Print all of the data below line for line, changing nothing.

_Supplied records_:

************

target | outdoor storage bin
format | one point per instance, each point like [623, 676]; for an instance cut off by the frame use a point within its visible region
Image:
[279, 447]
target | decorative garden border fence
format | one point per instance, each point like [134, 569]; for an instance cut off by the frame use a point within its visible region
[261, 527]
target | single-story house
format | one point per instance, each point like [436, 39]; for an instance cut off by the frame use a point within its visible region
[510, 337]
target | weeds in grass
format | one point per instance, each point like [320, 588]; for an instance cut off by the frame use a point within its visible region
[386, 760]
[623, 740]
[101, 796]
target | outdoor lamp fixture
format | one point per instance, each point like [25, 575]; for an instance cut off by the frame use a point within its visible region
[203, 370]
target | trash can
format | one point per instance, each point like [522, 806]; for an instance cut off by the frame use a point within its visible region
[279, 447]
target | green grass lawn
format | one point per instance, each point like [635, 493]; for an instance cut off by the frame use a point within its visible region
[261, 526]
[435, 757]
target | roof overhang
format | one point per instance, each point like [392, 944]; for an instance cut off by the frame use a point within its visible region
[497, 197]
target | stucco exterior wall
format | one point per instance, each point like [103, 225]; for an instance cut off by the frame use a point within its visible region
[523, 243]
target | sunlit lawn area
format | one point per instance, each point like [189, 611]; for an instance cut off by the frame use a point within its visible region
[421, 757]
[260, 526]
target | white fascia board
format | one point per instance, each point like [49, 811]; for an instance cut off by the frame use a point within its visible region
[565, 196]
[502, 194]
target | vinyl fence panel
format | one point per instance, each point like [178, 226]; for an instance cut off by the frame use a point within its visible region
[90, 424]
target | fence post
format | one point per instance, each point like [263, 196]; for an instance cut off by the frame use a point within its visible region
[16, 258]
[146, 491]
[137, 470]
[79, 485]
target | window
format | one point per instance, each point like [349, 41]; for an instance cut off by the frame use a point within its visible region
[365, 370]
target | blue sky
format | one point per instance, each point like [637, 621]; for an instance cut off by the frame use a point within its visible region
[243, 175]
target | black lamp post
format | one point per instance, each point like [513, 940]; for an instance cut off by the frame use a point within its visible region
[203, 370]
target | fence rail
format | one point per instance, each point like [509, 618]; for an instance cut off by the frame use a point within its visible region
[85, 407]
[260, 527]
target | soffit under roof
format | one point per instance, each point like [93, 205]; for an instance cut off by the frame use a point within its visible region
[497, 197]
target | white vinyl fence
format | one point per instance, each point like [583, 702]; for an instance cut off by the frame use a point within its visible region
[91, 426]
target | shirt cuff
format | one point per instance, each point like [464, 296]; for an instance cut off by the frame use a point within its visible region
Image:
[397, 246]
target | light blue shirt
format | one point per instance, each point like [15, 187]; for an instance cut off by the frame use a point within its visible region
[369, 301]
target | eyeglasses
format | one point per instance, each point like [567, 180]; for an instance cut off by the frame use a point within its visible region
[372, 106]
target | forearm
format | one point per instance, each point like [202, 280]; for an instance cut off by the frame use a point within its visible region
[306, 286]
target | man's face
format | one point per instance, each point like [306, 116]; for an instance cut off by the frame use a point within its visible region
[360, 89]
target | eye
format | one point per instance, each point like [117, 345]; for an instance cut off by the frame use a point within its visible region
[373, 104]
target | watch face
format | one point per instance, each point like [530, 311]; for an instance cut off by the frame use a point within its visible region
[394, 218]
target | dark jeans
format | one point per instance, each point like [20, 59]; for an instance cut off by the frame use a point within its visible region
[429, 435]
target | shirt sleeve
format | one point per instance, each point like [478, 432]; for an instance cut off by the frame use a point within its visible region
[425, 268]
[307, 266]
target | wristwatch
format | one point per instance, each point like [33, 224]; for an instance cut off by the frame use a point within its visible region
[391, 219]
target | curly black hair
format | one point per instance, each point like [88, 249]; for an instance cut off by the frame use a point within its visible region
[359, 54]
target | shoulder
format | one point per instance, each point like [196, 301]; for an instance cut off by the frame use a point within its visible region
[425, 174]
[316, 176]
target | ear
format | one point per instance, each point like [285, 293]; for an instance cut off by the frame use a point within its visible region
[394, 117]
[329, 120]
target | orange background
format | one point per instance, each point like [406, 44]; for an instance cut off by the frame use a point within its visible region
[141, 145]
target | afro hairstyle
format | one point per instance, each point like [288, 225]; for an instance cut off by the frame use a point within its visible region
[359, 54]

************

_Task answer_:
target | outdoor storage bin
format | one point per instance, each point like [623, 676]; for an instance cut off by the frame use a point within its visible region
Image:
[279, 447]
target | decorative garden border fence
format | one point per instance, each point like [134, 569]; for an instance cut off by the frame use a point within its visible region
[261, 527]
target | single-story house
format | one point per instance, each point like [436, 39]; for an instance cut off by the frame use a point within its visible region
[510, 337]
target | weeds in grass
format | one point per instance, each point like [320, 588]; for an instance cut off by the frame use a point within its visible region
[386, 760]
[623, 740]
[101, 796]
target | outdoor lamp fixture
format | one point per instance, each point like [25, 575]; for an instance cut off by the frame use a point within its visible region
[203, 370]
target | trash can
format | one point per instance, each point like [522, 806]; for an instance cut off by the frame use a point within its visible region
[279, 447]
target | green grass lawn
format | one point per instance, each point like [635, 493]; for an instance cut off by the frame use a point within its visible region
[261, 526]
[435, 757]
target | roof overhang
format | one point per instance, each point like [392, 944]; for an instance cut off by the frame use a point within its visible region
[497, 197]
target | stucco exterior wall
format | one point per instance, each point like [103, 225]; for an instance cut off by the frame use a point within its visible region
[523, 243]
target | sunlit lawn area
format | one point per instance, each point like [189, 611]; for an instance cut off by the frame use a point within its visible region
[421, 757]
[260, 526]
target | white fascia board
format | one point per instance, each point like [49, 811]; for an instance cut off by the frame use a point within its visible region
[565, 196]
[502, 194]
target | vinyl fence panel
format | one point per instance, each point like [178, 226]; for an instance cut off by the frame use a point within its visible region
[90, 424]
target | fence post
format | one point per instance, each point like [263, 196]; for an instance cut off by the frame use a point within its visible region
[16, 258]
[146, 491]
[137, 470]
[79, 485]
target | window
format | one point per instance, each point like [349, 41]; for an instance cut off by the frame use a point within its visible region
[365, 370]
target | blue sky
format | one point per instance, each point like [637, 621]; for an instance cut off by the frame use a point within its visible region
[243, 175]
target | black lamp post
format | one point per instance, each point like [513, 940]; for an instance cut off by the frame use a point within its visible region
[203, 370]
target | fence rail
format | one point per instance, each point like [509, 618]; for an instance cut off by the frame use a point within its visible region
[85, 407]
[260, 527]
target | soffit under roof
format | one point per instance, each point like [93, 205]; for an instance cut off by the frame use a point within its visible region
[497, 197]
target | white vinyl fence
format | one point per instance, each point like [583, 702]; for an instance cut off by the frame use a point within its visible region
[91, 426]
target | shirt cuff
format | one point per instance, each point like [464, 296]; for an instance cut off by the frame use a point within its visible region
Image:
[397, 246]
target | light blue shirt
format | one point per instance, each point like [15, 187]; for an instance cut off by the frame use a point within its visible region
[369, 301]
target | eyeglasses
format | one point per instance, each point like [567, 180]; for an instance cut off by the frame use a point within its visible region
[372, 106]
target | forearm
format | one point per instance, each point like [202, 280]; for an instance cut off by the frame use a point within its visible region
[306, 286]
target | man's face
format | one point per instance, each point like [306, 116]; for an instance cut off by the frame use a point within its visible region
[360, 89]
target | eye
format | one point per instance, each point like [117, 345]; for an instance cut off by the frame use a point within its visible region
[373, 104]
target | watch face
format | one point per instance, each point like [530, 311]; for an instance cut off by the frame use a point within its visible region
[394, 218]
target | dark jeans
format | one point per instance, each point like [20, 59]; for an instance cut off by the frame use a point within its visible region
[429, 435]
target | shirt sleeve
format | one point per instance, each point like [478, 432]; for an instance cut off by the frame use a point within its visible region
[425, 268]
[307, 266]
target | wristwatch
format | one point per instance, each point like [33, 224]; for an instance cut off by the frame use a point within its visible region
[391, 219]
target | curly black hair
format | one point per instance, each point like [88, 249]; for an instance cut off by the frame use a point within its visible region
[359, 54]
target | shoulder
format | one point per instance, each point like [196, 301]; for an instance cut off by the frame use a point within its visible region
[425, 174]
[316, 176]
target | ear
format | one point per instance, each point like [285, 293]; for an instance cut off by the frame use a point within its visible region
[394, 117]
[329, 120]
target | orange background
format | one point per instance, each point like [406, 44]; for an instance cut off by the frame use a point within its visible region
[141, 145]
target | afro hairstyle
format | one point per instance, each point like [288, 225]; for an instance cut off by the frame use a point within its visible region
[359, 54]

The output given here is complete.